TASKS AND EXERCISES:
a. List every year that the passage on the DRC logging moratorium mentions.
b. Carry on the passage about the DRC logging moratorium, starting after its final sentence.

TEXT PASSAGE:
Conservation organizations have expressed deep concerns with the DRC’s government plans to lift the moratorium on the allocation of new industrial logging concessions imposed in 2002.
On 30th January, DRC’s Minister of Environment, Nature Conservation and Sustainable Development, Robert Bopolo Mbongeza, stated that “measures are underway” to lift the moratorium.
Lifting the moratorium, the NGOs fear “would likely unleash a tidal wave of environmental destruction, social abuses and corruption in the world’s second largest tropical rainforest and could seriously undermine the efforts to conserve DRC’s forests as a contribution to preventing climate change.”
On 30th January DRC’s Minister of Environment, Nature Conservation and Sustainable Development, Robert Bopolo Mbongeza, stated that “measures are underway” to lift the moratorium on the allocation of new industrial logging concessions imposed in 2002.
National and international non-governmental organisations believe that lifting the moratorium would likely unleash a tidal wave of environmental destruction, social abuses and corruption in the world’s second largest tropical rainforest and could seriously undermine the efforts to conserve DRC’s forests as a contribution to preventing climate change.
Why a moratorium?
DRC’s logging moratorium was first established by ministerial order in May 2002. Its purpose was to give a pause in what threatened to become a post-war free-for-all in the exploitation and destruction of the country’s huge forests. With World Bank guidance and financial support, the country was to embark on a path whereby forest management would become a sustainable industry, generating billions of dollars of revenues and tens of thousands of jobs, whilst supposedly conserving the forest. The moratorium was immediately violated, as scores of logging concessions were issued, in a flood of illegal and corrupt allocations.4 However, a Presidential Decree reinforcing the initial order was signed in 2005,5 and a “legal review” of all existing industrial titles carried out. Unfortunately, 15 illegal titles cancelled in 2009 were reinstated by the Ministry in 2011. In the end, the “legal review” resulted in the cancellation of only dormant titles, entrenching the status quo ante.

DATA EXTRACT:
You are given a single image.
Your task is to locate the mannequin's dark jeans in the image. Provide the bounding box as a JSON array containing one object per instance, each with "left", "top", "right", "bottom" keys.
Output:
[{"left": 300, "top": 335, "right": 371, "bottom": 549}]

THE RESULTS:
a. 2002, 2005, 2009, 2011

b.
In September 2014, DRC had around 10.7 million hectares of logging concessions.
As noted below, the experience of industrial-scale logging amply shows that expanding, rather than further scaling down, DRC’s logging industry would be accompanied by many extremely serious problems, and no lasting benefits.
The World Bank’s view
The World Bank states that “The Bank Group view is that the moratorium should stay in place until: participatory zoning is completed on potential concession areas, a transparent and competitive system is used to select future concessionaires; institutional capacity to regulate, monitor and control commercial forestry has been created; and a three-year rolling plan has been established indicating the exact number, areas and locations where concessions will be gradually awarded.”
None of these requirements appears to have been met.
While methodologies have been developed for some aspects of national forest zoning, no participatory zoning has actually been carried out anywhere in the DRC.
Although a decree regulating award by auction was signed in 2008, no “system” for “transparent and competitive” tendering is in place.
There is arguably no more capacity to “regulate, monitor and control” commercial forestry in DRC than there was in 2002. According to a December 2015 World Bank report, a six-year, $64 million GEF project, which included as an objective the strengthening of the Environment Ministry generated results which could only be described by the Bank as “modest.” Most of the indicators of success for this part of the project had to be dropped for one reason or another, or were inconclusive.
Congolese civil society is unaware of the existence of a three-year rolling plan for new allocations. No public consultation, much less participatory zoning, appears to have been undertaken in the areas the Ministry announced in August 2014 would be opened to logging in the “short term (12 months)” or the “mid term (48 months).”
Logging is still out of control and failing to deliver national benefits
Despite 14 years of so-called forest sector reform and tens of millions of dollars in financial aid, industrial logging remains out of control in the DRC, fueling corruption and elite capture, and thwarting development.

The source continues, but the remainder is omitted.